お盆になるとお盆飾りを行いますが、お盆飾りとはどのようなものなのかイマイチ分からない方も多いのではないでしょうか。そこで、今回はお盆に飾るお盆飾りについてまとめました。
盆棚の準備の方法と用意するもの
まず必要になってくるのはお盆にご先祖様を迎えるための盆棚です。最近ではマンションなど、限られたスペースに盆棚を作るしかないケースなどが多くなってきたため、盆棚も簡略化されています。まず台を用意してその四隅に笹竹を立てて、縄をはり、設置した台の上にまこものゴザを敷いて、その上にお位牌、三具足、お供え物などを飾るのが最近では一般的といえるでしょう。またお盆飾りとして有名なナスの牛やキュウリの馬などもこの盆棚に供えるものです。
ナスの牛とキュウリの馬
お盆飾りにしばしばお供えするナスの牛とキュウリの馬ですが、これらは精霊馬といい、ご先祖様があの世とこの世を行き来する際に使用する乗り物とされています。キュウリの馬には、あの世からこの世にすぐに帰ってこれるようにという願いが、ナスの牛にはこの世からあの世にできるだけゆっくり戻って欲しいという願いがそれぞれ込められています。

### データ一覧
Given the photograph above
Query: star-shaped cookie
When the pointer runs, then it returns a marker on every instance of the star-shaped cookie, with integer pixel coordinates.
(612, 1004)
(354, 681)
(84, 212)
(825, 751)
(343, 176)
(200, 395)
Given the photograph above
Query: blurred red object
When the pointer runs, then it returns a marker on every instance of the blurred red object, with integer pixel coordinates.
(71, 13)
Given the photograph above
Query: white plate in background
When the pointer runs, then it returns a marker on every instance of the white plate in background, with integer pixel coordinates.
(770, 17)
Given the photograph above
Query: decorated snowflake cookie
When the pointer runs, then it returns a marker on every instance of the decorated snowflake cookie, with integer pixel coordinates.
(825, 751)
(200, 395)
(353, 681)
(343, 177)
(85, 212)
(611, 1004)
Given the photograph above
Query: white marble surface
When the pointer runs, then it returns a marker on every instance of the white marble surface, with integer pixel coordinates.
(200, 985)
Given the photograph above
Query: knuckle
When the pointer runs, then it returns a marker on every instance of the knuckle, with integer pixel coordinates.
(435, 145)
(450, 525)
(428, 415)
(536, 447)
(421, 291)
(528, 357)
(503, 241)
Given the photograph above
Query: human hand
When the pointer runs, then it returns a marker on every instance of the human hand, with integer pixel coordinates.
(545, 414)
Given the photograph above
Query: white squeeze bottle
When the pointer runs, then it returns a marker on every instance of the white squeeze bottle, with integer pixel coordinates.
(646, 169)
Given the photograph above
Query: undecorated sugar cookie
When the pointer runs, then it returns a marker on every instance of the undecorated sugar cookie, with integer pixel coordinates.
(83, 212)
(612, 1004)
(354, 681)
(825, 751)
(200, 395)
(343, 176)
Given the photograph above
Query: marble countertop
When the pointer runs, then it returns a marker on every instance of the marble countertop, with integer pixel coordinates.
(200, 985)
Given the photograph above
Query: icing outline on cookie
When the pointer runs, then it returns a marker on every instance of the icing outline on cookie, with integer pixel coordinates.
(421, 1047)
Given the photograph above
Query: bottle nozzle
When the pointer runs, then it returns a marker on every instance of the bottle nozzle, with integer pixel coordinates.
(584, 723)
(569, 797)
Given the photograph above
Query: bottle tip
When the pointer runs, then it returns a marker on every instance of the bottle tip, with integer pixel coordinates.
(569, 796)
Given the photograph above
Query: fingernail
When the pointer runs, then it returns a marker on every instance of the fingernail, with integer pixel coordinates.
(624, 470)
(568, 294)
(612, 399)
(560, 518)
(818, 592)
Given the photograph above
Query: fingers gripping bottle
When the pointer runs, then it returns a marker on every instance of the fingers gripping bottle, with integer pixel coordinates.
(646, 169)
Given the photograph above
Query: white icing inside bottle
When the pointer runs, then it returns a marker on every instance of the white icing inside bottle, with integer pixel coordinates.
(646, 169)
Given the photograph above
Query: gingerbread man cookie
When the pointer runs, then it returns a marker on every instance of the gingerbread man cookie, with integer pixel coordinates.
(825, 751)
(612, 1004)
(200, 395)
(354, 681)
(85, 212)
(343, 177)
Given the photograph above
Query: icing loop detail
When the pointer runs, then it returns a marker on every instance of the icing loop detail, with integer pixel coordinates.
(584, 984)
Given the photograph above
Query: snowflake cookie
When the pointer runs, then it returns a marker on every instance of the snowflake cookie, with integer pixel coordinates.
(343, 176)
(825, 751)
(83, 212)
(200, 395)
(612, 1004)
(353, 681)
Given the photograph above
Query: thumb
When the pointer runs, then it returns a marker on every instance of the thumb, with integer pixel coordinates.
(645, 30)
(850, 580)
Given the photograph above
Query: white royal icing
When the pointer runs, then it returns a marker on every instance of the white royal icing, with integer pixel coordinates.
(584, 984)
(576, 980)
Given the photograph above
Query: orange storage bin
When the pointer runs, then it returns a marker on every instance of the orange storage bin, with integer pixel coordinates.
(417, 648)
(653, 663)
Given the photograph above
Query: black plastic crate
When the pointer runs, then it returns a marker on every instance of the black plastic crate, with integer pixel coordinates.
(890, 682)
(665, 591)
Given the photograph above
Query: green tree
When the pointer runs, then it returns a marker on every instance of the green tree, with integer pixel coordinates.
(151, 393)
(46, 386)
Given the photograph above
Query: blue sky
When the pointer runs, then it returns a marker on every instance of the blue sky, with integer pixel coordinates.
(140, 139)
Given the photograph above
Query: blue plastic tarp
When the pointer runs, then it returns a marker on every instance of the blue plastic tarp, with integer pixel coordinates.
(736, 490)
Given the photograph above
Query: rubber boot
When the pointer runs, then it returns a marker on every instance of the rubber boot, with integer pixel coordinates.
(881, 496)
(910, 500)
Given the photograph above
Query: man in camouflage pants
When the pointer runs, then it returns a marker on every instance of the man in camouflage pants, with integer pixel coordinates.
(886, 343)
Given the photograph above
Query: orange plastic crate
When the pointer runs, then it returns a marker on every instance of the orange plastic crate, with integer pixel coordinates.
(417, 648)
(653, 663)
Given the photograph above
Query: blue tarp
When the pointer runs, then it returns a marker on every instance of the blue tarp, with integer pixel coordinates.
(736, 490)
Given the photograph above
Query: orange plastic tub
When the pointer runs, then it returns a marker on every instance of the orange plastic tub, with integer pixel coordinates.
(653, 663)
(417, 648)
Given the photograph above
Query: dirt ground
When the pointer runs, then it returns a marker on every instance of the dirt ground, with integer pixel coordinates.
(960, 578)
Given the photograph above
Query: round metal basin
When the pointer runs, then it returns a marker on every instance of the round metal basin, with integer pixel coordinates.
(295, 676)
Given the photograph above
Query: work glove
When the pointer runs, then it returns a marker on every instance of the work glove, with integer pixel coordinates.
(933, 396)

### 作業指示
抜粋によると、キュウリの馬にはどのような願いが込められているか。 抜粋に書かれた内容だけを使って答えること。

### 模範解答
あの世からこの世にすぐに帰ってこれるようにという願い。